[Start DATASET EXTRACT]

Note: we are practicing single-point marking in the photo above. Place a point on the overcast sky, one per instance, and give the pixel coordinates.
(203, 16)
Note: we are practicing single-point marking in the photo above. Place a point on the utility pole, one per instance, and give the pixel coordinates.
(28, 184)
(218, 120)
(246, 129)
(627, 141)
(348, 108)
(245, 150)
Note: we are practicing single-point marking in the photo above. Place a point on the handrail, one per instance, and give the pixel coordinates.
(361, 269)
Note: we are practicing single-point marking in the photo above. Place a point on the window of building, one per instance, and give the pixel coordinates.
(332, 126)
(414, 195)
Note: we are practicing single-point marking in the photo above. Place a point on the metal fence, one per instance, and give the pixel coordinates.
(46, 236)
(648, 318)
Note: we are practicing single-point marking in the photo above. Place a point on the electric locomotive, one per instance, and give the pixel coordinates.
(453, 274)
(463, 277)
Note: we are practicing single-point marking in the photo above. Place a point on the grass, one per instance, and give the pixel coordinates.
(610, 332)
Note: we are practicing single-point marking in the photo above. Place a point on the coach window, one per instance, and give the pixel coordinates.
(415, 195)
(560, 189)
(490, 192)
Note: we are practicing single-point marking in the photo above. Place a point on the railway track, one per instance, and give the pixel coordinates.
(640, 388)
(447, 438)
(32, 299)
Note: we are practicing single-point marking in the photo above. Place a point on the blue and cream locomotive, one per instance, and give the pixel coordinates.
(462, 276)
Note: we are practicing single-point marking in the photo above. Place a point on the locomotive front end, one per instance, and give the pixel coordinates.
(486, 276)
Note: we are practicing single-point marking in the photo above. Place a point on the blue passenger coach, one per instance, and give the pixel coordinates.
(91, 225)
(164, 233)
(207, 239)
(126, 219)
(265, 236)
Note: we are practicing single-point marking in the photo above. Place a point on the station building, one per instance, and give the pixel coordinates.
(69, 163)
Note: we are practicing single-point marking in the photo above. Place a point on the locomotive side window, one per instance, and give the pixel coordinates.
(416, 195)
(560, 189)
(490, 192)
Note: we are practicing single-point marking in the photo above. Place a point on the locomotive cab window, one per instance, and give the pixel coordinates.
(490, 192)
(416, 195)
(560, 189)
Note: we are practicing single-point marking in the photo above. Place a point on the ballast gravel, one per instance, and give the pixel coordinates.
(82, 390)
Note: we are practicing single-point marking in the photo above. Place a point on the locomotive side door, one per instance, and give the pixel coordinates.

[End DATASET EXTRACT]

TASK DESCRIPTION -
Please put all of the records above into a numbered list, with no blank lines.

RESULT OF THIS TASK -
1. Note: we are practicing single-point marking in the photo above. Place a point on the overcast sky, one per instance, and give the pixel coordinates.
2. (203, 16)
3. Note: we are practicing single-point marking in the photo above. Place a point on the utility pole, one per instance, and give the pixel coordinates.
4. (28, 184)
5. (218, 120)
6. (246, 129)
7. (627, 141)
8. (348, 108)
9. (245, 150)
10. Note: we are practicing single-point marking in the photo above. Place a point on the handrail, one per instance, and give the pixel coordinates.
11. (361, 269)
12. Note: we are practicing single-point marking in the photo above. Place a point on the window of building, one per instance, and give the pixel coordinates.
13. (332, 126)
14. (414, 195)
15. Note: we are practicing single-point marking in the photo above. Place a point on the metal fence, one per instance, and give the pixel coordinates.
16. (46, 236)
17. (648, 318)
18. Note: we are practicing single-point marking in the photo above. Place a point on the electric locomotive, one per instance, and give the pixel coordinates.
19. (453, 274)
20. (463, 277)
21. Note: we are practicing single-point marking in the photo above. Place a point on the grass, one per instance, and give the pixel coordinates.
22. (610, 332)
23. Note: we are practicing single-point marking in the photo above. Place a point on the coach window, one per instance, and give the pixel coordinates.
24. (415, 195)
25. (560, 189)
26. (490, 192)
27. Note: we are practicing single-point marking in the photo above. Place a point on the railway track, one per instance, and give the pixel coordinates.
28. (640, 388)
29. (447, 438)
30. (32, 299)
31. Note: we are practicing single-point marking in the photo above. Place a point on the blue and cream locomotive, one per instance, and give the pixel coordinates.
32. (462, 276)
33. Note: we are practicing single-point marking in the photo above. Place a point on the locomotive front end, one per instance, and give the pixel coordinates.
34. (486, 276)
35. Note: we are practicing single-point marking in the photo above. Place a point on the blue passenger coach, one per instance, and give the pixel coordinates.
36. (91, 225)
37. (164, 233)
38. (207, 239)
39. (126, 219)
40. (265, 236)
41. Note: we are practicing single-point marking in the photo above. Place a point on the station building, one per instance, and give the pixel coordinates.
42. (69, 163)
43. Note: we are practicing single-point marking in the photo above. Place a point on the locomotive side window, one per instance, and give the pixel coordinates.
44. (416, 195)
45. (560, 189)
46. (490, 192)
47. Note: we are practicing single-point marking in the photo above. Place a point on the locomotive cab window, one per instance, and give the pixel coordinates.
48. (490, 192)
49. (416, 195)
50. (560, 189)
51. Note: we are practicing single-point marking in the photo above. Place a point on the ballast gravel, one per instance, and give the pixel coordinates.
52. (82, 390)
53. Note: we are practicing single-point marking in the photo above. Place a point on the locomotive side door, one per instance, and give the pixel coordinates.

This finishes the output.